* **EXERCISE AIM**:
Reproduce the material below line for line, leaving out the pictures.

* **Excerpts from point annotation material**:
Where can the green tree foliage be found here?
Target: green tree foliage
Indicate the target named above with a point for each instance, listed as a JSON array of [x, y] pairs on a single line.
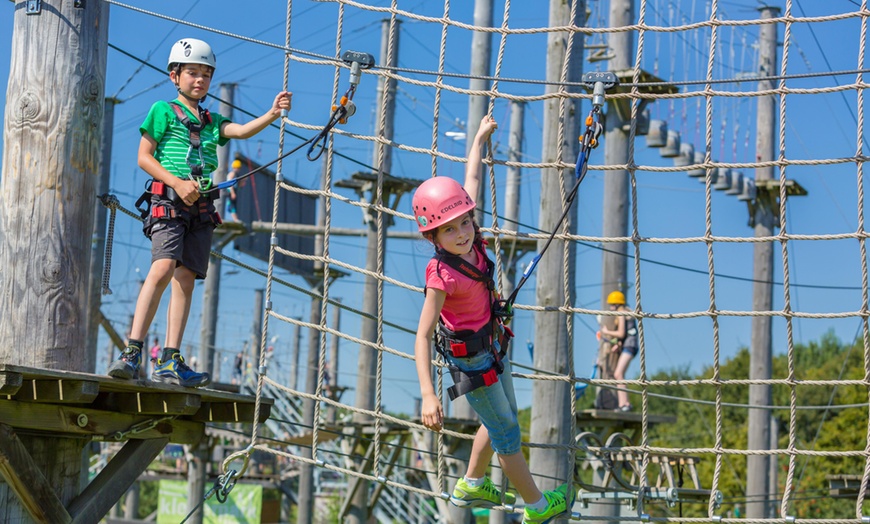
[[817, 429]]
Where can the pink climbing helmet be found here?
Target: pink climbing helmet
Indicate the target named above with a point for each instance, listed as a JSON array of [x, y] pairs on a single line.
[[439, 200]]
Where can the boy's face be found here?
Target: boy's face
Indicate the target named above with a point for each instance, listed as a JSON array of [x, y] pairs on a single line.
[[192, 79]]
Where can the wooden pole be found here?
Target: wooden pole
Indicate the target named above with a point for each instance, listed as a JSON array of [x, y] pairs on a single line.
[[376, 245], [212, 285], [52, 130], [551, 401], [294, 356], [758, 488], [616, 200], [511, 215], [481, 53]]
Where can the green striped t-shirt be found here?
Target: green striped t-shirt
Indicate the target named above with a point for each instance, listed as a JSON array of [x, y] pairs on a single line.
[[173, 139]]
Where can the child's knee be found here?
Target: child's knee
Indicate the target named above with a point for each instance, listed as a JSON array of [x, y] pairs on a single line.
[[185, 278]]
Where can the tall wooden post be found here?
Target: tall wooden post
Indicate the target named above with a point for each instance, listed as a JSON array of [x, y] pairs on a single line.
[[758, 487], [212, 284], [376, 245], [511, 218], [53, 124], [615, 220], [481, 53], [551, 401]]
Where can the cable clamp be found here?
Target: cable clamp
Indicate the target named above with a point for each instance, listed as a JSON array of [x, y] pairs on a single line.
[[357, 61]]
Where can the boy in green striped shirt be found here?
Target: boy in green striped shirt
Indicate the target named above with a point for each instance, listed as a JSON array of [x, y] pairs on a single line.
[[179, 150]]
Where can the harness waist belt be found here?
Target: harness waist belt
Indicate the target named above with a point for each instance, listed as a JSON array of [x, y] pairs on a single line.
[[466, 346], [464, 383]]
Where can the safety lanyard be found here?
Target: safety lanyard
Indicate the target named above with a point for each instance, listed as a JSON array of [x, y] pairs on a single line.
[[195, 147], [474, 273], [598, 82], [341, 111]]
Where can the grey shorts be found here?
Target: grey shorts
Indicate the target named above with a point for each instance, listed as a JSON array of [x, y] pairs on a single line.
[[189, 245]]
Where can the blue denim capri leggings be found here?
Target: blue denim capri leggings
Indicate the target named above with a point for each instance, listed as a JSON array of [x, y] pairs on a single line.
[[496, 405]]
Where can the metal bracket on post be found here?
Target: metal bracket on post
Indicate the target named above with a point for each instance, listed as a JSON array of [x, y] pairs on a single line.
[[599, 82], [357, 61]]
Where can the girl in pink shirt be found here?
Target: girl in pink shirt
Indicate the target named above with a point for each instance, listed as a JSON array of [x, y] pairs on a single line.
[[458, 303]]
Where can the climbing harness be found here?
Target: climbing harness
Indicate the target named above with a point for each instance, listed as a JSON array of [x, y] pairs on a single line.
[[344, 109], [494, 336], [160, 202], [598, 82], [195, 163]]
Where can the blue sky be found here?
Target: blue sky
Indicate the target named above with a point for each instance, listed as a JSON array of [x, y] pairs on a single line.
[[670, 205]]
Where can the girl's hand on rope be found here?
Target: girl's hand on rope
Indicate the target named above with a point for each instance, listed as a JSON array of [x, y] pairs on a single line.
[[432, 414], [488, 125], [282, 102]]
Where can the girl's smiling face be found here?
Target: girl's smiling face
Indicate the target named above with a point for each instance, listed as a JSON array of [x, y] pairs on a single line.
[[456, 236]]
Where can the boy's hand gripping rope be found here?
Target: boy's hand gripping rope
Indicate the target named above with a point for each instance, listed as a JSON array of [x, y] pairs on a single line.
[[598, 82], [341, 111]]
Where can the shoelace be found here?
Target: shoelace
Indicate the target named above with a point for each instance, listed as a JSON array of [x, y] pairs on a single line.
[[181, 365], [490, 488]]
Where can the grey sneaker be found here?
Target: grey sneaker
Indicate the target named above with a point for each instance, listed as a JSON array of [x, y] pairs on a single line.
[[127, 366]]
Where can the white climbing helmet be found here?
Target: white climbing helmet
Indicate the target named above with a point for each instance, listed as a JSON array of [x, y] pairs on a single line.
[[191, 51]]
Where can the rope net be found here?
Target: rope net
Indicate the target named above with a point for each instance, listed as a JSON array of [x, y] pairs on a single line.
[[694, 76]]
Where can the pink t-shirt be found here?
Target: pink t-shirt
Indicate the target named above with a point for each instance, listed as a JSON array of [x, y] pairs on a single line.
[[467, 305]]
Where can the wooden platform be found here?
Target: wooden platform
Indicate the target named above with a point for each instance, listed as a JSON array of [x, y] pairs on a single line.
[[67, 403]]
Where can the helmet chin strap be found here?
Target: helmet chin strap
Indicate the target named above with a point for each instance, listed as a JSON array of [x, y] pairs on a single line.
[[185, 95]]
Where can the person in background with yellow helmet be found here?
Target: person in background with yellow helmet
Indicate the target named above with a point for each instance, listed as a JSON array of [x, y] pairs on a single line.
[[231, 191], [627, 344]]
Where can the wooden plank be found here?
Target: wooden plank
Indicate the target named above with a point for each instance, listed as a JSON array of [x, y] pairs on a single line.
[[230, 412], [109, 384], [58, 391], [157, 403], [9, 382], [27, 481], [115, 479], [74, 420]]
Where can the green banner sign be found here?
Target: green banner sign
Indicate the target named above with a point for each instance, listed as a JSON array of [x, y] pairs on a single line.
[[244, 504]]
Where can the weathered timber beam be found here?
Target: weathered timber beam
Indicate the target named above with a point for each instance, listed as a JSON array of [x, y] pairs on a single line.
[[230, 412], [156, 403], [84, 421], [116, 478], [58, 391], [9, 382], [27, 481]]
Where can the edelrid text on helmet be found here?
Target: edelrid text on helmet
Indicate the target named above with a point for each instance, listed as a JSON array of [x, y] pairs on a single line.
[[438, 201], [191, 51]]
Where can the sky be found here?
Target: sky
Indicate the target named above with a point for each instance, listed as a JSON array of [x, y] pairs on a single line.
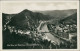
[[16, 7]]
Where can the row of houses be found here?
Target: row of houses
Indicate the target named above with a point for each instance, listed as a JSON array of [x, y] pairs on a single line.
[[63, 30]]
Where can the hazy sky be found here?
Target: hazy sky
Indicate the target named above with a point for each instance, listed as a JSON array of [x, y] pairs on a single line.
[[16, 7]]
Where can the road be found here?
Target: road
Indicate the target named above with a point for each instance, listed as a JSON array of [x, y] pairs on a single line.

* **OUTPUT OF THE EXERCISE**:
Where can the green tree foliage be found here?
Target: green tree foliage
Indicate the target named above with a point for each instance, listed as a JSON array of [x, y] pairs on a single line.
[[817, 429]]
Where can the pink climbing helmet be found here?
Target: pink climbing helmet
Indicate the target named above with a point for each instance, listed as a JSON array of [x, y] pairs on a single line.
[[439, 200]]
Where can the boy's face be found here?
Target: boy's face
Indicate the target named above with a point for each instance, listed as a JSON array of [x, y] pairs on a single line.
[[192, 79]]
Where can the wooden pole be found here?
Target: wooden pole
Indicate the target named above with a point for each instance, listed as a JSON array of [x, y] pairs on a single line.
[[376, 245], [212, 285], [52, 130], [551, 401], [294, 356], [758, 488], [616, 200], [511, 215], [481, 53]]
Where can the green striped t-shirt be found here?
Target: green striped t-shirt
Indicate the target named above with a point for each instance, listed as a JSON array of [x, y] pairs on a single line.
[[173, 139]]
Where can the child's knee be found here?
Target: child's knee
Indicate the target named above with a point for each instance, listed as a JSON array of [x, y] pairs on a single line.
[[185, 278]]
Where can the tall wooden post be found here?
Target: tall wooden post
Indicate the target named above with a point for each instance, listed as a JSON array of [x, y] pairs on a single line.
[[758, 487], [212, 284], [376, 245], [511, 218], [53, 124], [615, 220], [481, 53], [551, 401]]
Where can the cable clamp be found here?
Target: cable clamp
Indicate the target named above with a point for each instance, listed as a JSON array of [x, y] pairs on a single line.
[[357, 61]]
Where can the boy in green striped shirt be found here?
Target: boy in green striped shirt
Indicate the target named above with a point for each instance, listed as a JSON array of [x, y] pairs on a single line.
[[179, 150]]
Where can the harness waist belt be found here?
Target: harness waist belt
Indicate the target named above with a point for each instance, listed as a JSON array of [x, y] pairs on a single line.
[[466, 346], [464, 383]]
Where can the safety lanyard be found here?
Target: safety lanyard
Indicate the target named above with a point for each instance, listed as a JSON array of [x, y] pairs on a single line.
[[195, 147], [474, 273], [598, 82], [341, 111]]
Where can the grey shorts be found here?
Target: grey shorts
Indicate the target named above with a point for each instance, listed as a JSON array of [x, y] pairs on a single line.
[[189, 245]]
Where can the blue denim capri leggings be found here?
Target: blue denim capri leggings
Indicate the target named above with a point for each instance, listed as a JSON array of [x, y] pairs on a single line.
[[496, 405]]
Where can the metal bracket on post be found here?
Target: metal bracket on post
Indicate the target named above with a point for each instance, listed as a JSON array of [x, y] pairs on a single line.
[[599, 82], [357, 61]]
Where can the girl in pink shirt be found here?
Target: girl in pink shirt
Indicate the target named above with a point for each instance, listed as a JSON array of [x, y] pairs on a single line.
[[458, 303]]
Where can the climbing harness be found here?
Target: climbing harness
Indicate the target named above with a point for each instance, listed as a JSON array of [x, y] pairs on a single line.
[[344, 109], [494, 336], [160, 202], [598, 82], [195, 163]]
Where can the blue sky be found here?
Target: blue sky
Indicate the target named above with a point for each instance, listed as a JSON array of [x, y] pairs on a single line.
[[670, 205]]
Where can the girl's hand on rope be found here?
Target: girl's hand on rope
Indicate the target named above with a point for each instance, listed as a JSON array of [x, y] pairs on a single line.
[[432, 414], [488, 125], [282, 102]]
Where can the girl's smiling face be found here?
Target: girl's smiling face
Indicate the target named above with a point for each instance, listed as a JSON array of [x, y] pairs on a single line.
[[456, 236]]
Where can the boy's hand gripping rope be found here?
Target: boy's hand gripping rope
Indicate the target named above with a point for each instance, listed as a JSON array of [x, y] pairs on a single line.
[[598, 82], [341, 111]]
Where can the shoelace be found here?
Target: shoelace
Indicate the target named above with a point for each instance, listed as a JSON array of [x, y] pairs on a single line.
[[181, 365], [490, 488]]
Where can the grey sneaker be found here?
Target: grey sneaker
Indicate the target named above with a point for each instance, listed as a JSON array of [x, y] pairs on a single line.
[[127, 366]]
Where can the white climbing helmet be found here?
Target: white climbing helmet
Indicate the target named above with a point for each instance, listed as a JSON array of [x, y] pairs on a single line.
[[191, 51]]
Where can the rope net be found here?
Target: rope net
Indicate the target named above with a point for each instance, listed as a JSON array of [x, y] pairs on a single line.
[[694, 76]]
Where can the pink t-shirt be found here?
Target: pink t-shirt
Indicate the target named above with a point for each instance, listed as a JSON array of [x, y] pairs on a single line.
[[467, 305]]
Where can the wooden platform be found here?
Target: wooden platform
Indicate the target named above with a point for each instance, listed as a JSON array of [x, y] pairs on a single line.
[[67, 403]]
Where can the helmet chin strap be found here?
Target: helmet chin strap
Indicate the target named above with a point for each instance, listed as a JSON array of [x, y] pairs on a single line.
[[185, 95]]
Where can the person in background with yellow helmet be found here?
Target: person in background with yellow helmet
Indicate the target named above with a point for each instance, listed as a JSON array of [x, y] pairs on a single line.
[[231, 191], [627, 344]]
Where can the wooden plank be found here?
Target: wooden plank
Indicate the target named above with a point for each instance, listed as a JSON array of [x, y] pairs on a single line.
[[230, 412], [109, 384], [58, 391], [157, 403], [9, 382], [27, 481], [115, 479], [74, 420]]
Where can the green banner sign be found here?
Target: green banner sign
Indicate the target named above with a point for each instance, listed as a JSON array of [x, y] pairs on a single line.
[[244, 504]]
Where can the weathered timber beam be found here?
Target: weathered timber beam
Indicate the target named above with a point for each instance, listed as a JSON array of [x, y] pairs on a single line.
[[230, 412], [156, 403], [84, 421], [116, 478], [58, 391], [9, 382], [27, 481]]
Where can the edelrid text on helmet be found here?
Target: edelrid text on helmet
Indicate the target named above with a point for each instance, listed as a JSON array of [x, y] pairs on a single line.
[[438, 201], [191, 51]]
Where can the sky be found here?
Target: sky
Indicate the target named above with a point for each instance, listed as a JSON array of [x, y] pairs on a single line.
[[16, 7]]
Where can the row of houses be found here?
Target: row of houses
Indicate the target named above with a point for each instance, listed as a JSON array of [x, y] pairs on a single line.
[[63, 30]]
Where can the hazy sky be found here?
Target: hazy sky
Indicate the target named above with a point for each instance, listed as a JSON array of [x, y] pairs on a single line.
[[16, 7]]
Where can the road be found here?
Target: road
Indicate the target named above with a point for each instance, listed as a JSON array of [x, y] pairs on a single line.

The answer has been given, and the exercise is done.